Start Material provided

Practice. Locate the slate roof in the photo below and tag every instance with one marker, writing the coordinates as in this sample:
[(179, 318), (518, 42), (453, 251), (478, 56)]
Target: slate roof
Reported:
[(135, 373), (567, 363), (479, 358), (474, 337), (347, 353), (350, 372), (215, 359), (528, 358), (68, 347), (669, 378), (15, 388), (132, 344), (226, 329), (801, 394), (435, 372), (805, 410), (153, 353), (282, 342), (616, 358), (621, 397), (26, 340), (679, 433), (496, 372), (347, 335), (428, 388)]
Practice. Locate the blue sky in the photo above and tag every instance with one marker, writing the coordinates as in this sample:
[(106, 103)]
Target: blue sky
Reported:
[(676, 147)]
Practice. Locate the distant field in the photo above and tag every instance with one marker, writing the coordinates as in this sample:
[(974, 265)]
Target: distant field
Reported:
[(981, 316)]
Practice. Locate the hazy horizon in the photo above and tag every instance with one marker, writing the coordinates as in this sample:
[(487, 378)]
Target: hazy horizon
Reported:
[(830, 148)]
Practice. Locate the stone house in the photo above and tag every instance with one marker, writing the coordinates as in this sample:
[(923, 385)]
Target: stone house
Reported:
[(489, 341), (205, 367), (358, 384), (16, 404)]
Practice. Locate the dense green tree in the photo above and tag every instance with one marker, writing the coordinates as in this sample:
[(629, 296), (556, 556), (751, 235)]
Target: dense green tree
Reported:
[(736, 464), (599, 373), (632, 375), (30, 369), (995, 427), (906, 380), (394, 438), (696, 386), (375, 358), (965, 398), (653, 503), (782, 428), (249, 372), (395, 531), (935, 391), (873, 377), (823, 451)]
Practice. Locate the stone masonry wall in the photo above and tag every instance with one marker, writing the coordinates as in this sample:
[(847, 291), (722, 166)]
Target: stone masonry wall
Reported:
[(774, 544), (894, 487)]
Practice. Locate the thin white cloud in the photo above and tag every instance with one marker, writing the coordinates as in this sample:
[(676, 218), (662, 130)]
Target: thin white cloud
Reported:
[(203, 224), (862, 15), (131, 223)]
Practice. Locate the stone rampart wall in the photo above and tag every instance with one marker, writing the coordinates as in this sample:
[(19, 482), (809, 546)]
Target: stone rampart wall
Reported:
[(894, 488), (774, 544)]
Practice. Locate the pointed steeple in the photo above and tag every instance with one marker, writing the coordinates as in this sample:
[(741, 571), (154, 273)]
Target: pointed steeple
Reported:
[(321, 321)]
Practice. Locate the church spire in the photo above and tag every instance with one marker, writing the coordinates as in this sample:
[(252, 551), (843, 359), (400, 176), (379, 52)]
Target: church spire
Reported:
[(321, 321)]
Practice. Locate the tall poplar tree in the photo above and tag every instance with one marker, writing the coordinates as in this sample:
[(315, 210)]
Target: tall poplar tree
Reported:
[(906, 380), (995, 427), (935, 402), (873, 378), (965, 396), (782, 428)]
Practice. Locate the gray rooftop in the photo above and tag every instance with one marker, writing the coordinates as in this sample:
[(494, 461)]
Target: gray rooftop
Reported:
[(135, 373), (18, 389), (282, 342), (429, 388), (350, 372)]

End Material provided

§ **Exercise**
Put every line of the records above into a numbered list, with one line per item and no blank lines.

§ **Finished exercise**
1. Practice. Locate the slate roof in the photo below and tag every instance with one marker, writing the coordinates as in this sample:
2. [(179, 318), (518, 42), (453, 251), (478, 56)]
3. Target: slate roof
4. Reported:
5. [(135, 373), (567, 363), (479, 358), (474, 337), (347, 353), (350, 372), (215, 359), (528, 358), (68, 347), (669, 378), (15, 388), (132, 344), (226, 329), (801, 394), (435, 372), (805, 410), (153, 353), (282, 342), (616, 358), (621, 397), (26, 340), (679, 433), (496, 372), (347, 335), (428, 388)]
6. Practice. Locate the blue sky in the photo above and tag every instance with one marker, writing the coordinates as in this sample:
7. [(106, 103)]
8. Target: blue sky
9. Reported:
10. [(676, 147)]
11. Practice. Locate the distant field in the photo above and tag every instance with one marker, writing the coordinates as in this sample:
12. [(974, 265)]
13. Target: distant field
14. Reported:
15. [(981, 316)]
16. Practice. Locate the hazy horizon in the photo above and tag every instance with one marker, writing the coordinates as in this sample:
17. [(487, 378)]
18. Target: hazy horizon
19. Reported:
20. [(830, 148)]
21. Practice. Locate the stone house in the photo above and tag every instance with one marker, writing the coordinates as in this sample:
22. [(923, 385)]
23. Target: stone house
24. Reported:
25. [(489, 341), (205, 367), (358, 384), (16, 404)]
26. Practice. Locate the dense green tree in the photo above and tag every instance with one marker, writing the coordinates as in this sample:
27. [(629, 296), (556, 556), (751, 235)]
28. Target: dense green tree
29. Reported:
30. [(736, 464), (599, 373), (632, 375), (30, 369), (995, 427), (906, 380), (394, 438), (696, 386), (375, 358), (965, 398), (653, 503), (782, 428), (249, 372), (395, 531), (935, 391), (873, 377), (823, 451)]
31. Practice. Locate the stone masonry wall in the photo above and tag every instance with one marker, writing the coordinates as in this sample:
32. [(847, 291), (722, 166)]
33. Target: stone masonry wall
34. Reported:
35. [(774, 544), (894, 487)]
36. Practice. Locate the thin white cloud in the photo above and tag every instance with one marker, writing the coordinates as in this sample:
37. [(676, 218), (662, 130)]
38. Target: thin white cloud
39. Reported:
40. [(203, 224), (862, 15), (131, 223)]
41. Practice. Locate the stone rampart wall in the photo above and tag every instance with one marker, writing the coordinates as in this sample:
42. [(19, 482), (809, 546)]
43. Target: stone rampart wall
44. Reported:
45. [(894, 488), (774, 544)]
46. Practice. Locate the pointed steeple in the photo above and tag every instance with one marker, writing the coordinates as in this sample:
47. [(741, 571), (154, 273)]
48. Target: pointed steeple
49. Reported:
50. [(321, 321)]
51. Practice. Locate the church spire in the photo above and tag every instance with one marker, writing the coordinates as in this sample:
52. [(252, 551), (843, 359), (400, 176), (379, 52)]
53. Target: church spire
54. Reported:
55. [(321, 321)]
56. Practice. Locate the tall poplar tree in the photo above and tag every instance with one marker, writing the coordinates as in this sample:
57. [(315, 210)]
58. Target: tall poplar tree
59. Reported:
60. [(906, 380), (995, 427), (935, 402), (873, 378), (965, 396), (782, 428)]
61. Practice. Locate the gray rooftop in the photo above and tag every instance with one marker, writing the coordinates as in this sample:
62. [(494, 461)]
63. Target: gray rooftop
64. Reported:
65. [(135, 373), (18, 389), (282, 342), (429, 388), (350, 372)]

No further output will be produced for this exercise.